------ Dataset records ------
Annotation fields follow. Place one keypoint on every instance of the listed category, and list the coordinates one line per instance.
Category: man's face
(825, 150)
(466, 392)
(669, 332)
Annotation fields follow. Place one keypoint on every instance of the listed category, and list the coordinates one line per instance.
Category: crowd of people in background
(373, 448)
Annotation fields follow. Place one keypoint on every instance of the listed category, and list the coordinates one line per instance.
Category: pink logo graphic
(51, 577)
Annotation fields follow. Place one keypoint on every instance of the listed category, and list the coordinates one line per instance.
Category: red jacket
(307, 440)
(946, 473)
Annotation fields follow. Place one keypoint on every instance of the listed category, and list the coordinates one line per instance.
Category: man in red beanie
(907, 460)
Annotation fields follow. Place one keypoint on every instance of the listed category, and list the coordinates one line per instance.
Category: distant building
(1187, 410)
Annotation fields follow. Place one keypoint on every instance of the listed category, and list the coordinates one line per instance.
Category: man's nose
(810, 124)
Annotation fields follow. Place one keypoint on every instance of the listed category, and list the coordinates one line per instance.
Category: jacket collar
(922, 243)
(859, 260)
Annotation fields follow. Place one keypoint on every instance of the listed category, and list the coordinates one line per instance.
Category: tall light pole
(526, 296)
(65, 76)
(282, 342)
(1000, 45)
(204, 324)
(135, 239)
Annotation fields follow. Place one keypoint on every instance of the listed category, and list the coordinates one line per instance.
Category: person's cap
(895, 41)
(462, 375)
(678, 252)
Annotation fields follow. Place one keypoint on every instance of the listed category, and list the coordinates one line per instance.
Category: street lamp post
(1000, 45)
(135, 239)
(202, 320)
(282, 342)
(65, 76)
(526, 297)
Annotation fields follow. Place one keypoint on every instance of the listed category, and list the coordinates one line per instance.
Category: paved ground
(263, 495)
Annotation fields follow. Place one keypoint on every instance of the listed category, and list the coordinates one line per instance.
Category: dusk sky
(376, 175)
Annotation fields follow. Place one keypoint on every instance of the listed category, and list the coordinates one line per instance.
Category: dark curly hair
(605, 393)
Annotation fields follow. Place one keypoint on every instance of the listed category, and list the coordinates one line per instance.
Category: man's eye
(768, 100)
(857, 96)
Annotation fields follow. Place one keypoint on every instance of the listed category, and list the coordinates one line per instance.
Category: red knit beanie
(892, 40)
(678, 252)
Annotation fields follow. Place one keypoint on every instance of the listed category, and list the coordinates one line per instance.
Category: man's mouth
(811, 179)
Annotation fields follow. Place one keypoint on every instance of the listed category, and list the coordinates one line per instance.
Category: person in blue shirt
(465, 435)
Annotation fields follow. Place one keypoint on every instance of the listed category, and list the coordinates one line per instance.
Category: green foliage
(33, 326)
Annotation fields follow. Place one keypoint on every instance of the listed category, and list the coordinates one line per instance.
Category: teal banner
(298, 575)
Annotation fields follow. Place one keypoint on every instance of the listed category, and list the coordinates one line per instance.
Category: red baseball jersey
------
## The problem
Output an exact copy of each record.

## Solution to this task
Annotation fields follow. Place one keypoint on every instance of the listed category, and list the coordinates one line per instance.
Category: man's face
(825, 150)
(466, 392)
(669, 332)
Annotation fields follow. Place one keypoint on every instance of the listed category, and list the coordinates one line per instance.
Category: crowd of people in background
(373, 448)
Annotation fields follow. Place one keypoint on every instance of the listed category, and list the coordinates one line per instance.
Category: pink logo graphic
(51, 577)
Annotation fields follow. Place one keypoint on every instance of the listed category, and list the coordinates one line per instance.
Category: red jacket
(307, 440)
(946, 473)
Annotation fields follow. Place one keypoint on every instance of the listed category, and list the coordinates one line per instance.
Category: man in red beanie
(907, 460)
Annotation fields follow. Place one keypoint on every instance of the listed category, and list the coordinates one line per instance.
Category: distant building
(1187, 410)
Annotation fields follow. Place one keypoint on every instance of the listed category, and list the coordinates one line per instance.
Category: man's nose
(810, 124)
Annotation fields follow. Place one keypoint on every instance of the listed category, and list the coordinates one line per instance.
Category: jacket collar
(922, 243)
(859, 260)
Annotation fields follow. Place one keypoint on every instance of the listed category, and list the coordinates one line per instance.
Category: tall light pole
(526, 296)
(65, 76)
(282, 342)
(1000, 45)
(204, 324)
(135, 239)
Annotation fields follow. Place one keypoint on every instance of the listed category, and list the coordinates one line per instance.
Category: person's cap
(895, 41)
(462, 375)
(678, 252)
Annotation fields follow. Place one keypoint on every instance of the listed category, and list the coordinates one line per instance.
Category: street lamp post
(1000, 45)
(135, 239)
(202, 320)
(282, 342)
(65, 76)
(526, 297)
Annotation fields follow. Place one keypoint on every instance of the listed category, and list the coordinates one line per instance.
Category: paved ground
(263, 495)
Annotation fields follow. Place one keypoint on every instance of the listed category, and list the coordinates one line per instance.
Category: dusk sky
(376, 175)
Annotation fields follow. Place one keypoint on every instance of the listed category, and list the coordinates one line per instance.
Category: dark curly hair
(605, 393)
Annotation fields follow. Place one keypoint on every instance of the listed category, and list the coordinates one line per instance.
Category: man's eye
(768, 100)
(857, 96)
Annotation fields follow. Place one keypoint on every instance of the listed category, and list the coordinates one line per instance.
Category: red knit beanie
(892, 40)
(678, 252)
Annotation fields follow. Place one keypoint on every instance of the listed category, and list the coordinates one line per instance.
Category: man's mouth
(811, 179)
Annotation fields follow. Place one keypoint on every instance of the listed category, and list the coordinates one line per instance.
Category: person in blue shirt
(465, 435)
Annotation fields follow. Place one keypoint on every instance of the listed category, and list the coordinates one line per instance.
Category: green foliage
(33, 326)
Annotation fields follow. Place one keypoint on every instance of the listed category, and list the coordinates one line per instance.
Category: teal banner
(298, 575)
Annotation fields follow. Place one keypoint on every instance of the listed category, and list the coordinates one line per instance.
Category: red baseball jersey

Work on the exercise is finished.